## OBJECTIVE
Reproduce every line of the records below, requests included, multiplying each x and y coordinate in the answers by 0.25 and rounding to the nearest whole number, with halves rounded up. Leave the numbers in the requests and their format samples unchanged.

## EXCERPTED RECORDS
»»
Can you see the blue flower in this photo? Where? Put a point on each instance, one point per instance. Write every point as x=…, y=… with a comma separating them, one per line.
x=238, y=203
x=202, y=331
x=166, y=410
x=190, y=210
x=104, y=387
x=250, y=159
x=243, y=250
««
## EXERCISE SOLUTION
Can you see the blue flower in this photo? Where? Put a point on each instance, one point per instance. Write every point as x=…, y=… with a comma separating them, one per line.
x=60, y=51
x=51, y=83
x=42, y=103
x=48, y=53
x=26, y=97
x=63, y=40
x=61, y=63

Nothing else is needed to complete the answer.